### WHAT IS REQUIRED
Each line from the start of the listing below through the line containing "Report the position of each instance of the bare" should be reproduced exactly, with no others.

### DATA PROVIDED

━━━━━━━━━━━━━━━━

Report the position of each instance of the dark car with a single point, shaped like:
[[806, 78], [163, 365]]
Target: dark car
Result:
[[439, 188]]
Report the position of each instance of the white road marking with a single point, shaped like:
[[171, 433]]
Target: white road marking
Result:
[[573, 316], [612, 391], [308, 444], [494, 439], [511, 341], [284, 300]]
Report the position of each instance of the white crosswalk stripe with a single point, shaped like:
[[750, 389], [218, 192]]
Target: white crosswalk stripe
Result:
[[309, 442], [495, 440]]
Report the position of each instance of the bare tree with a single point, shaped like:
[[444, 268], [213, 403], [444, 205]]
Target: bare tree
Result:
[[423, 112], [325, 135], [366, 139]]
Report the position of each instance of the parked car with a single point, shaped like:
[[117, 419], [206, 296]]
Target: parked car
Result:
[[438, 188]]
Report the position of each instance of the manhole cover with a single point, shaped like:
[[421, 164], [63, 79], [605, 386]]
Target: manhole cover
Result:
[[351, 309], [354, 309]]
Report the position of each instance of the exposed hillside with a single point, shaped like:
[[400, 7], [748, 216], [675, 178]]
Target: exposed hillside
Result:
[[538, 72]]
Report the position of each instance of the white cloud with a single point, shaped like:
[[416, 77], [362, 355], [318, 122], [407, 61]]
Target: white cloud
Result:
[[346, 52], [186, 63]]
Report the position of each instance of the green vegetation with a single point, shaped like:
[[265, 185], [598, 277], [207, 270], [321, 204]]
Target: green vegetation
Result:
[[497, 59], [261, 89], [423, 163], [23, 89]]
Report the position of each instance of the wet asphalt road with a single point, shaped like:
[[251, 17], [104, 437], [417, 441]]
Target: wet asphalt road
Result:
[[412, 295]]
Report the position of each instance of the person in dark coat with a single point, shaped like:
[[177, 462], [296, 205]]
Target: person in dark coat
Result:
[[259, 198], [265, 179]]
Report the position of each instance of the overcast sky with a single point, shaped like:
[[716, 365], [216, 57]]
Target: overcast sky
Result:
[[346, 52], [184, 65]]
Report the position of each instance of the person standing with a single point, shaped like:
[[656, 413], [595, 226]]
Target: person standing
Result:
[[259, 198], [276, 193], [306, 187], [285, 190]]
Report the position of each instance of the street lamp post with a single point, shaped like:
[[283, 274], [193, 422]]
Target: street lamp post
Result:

━━━━━━━━━━━━━━━━

### TASK ANSWER
Report the position of each instance of the dark car with a single point, shaped like:
[[806, 78], [163, 365]]
Target: dark car
Result:
[[439, 188]]
Report the position of each instance of the white road marking with a single point, shaped like:
[[171, 433]]
Target: white road marking
Result:
[[573, 316], [612, 391], [308, 444], [494, 439], [511, 341], [284, 300]]
Report the position of each instance of the white crosswalk stripe with a single point, shaped like:
[[750, 389], [218, 192]]
Target: white crosswalk stripe
Result:
[[309, 442], [495, 440]]
Report the position of each instance of the bare tree with a single point, shaped like:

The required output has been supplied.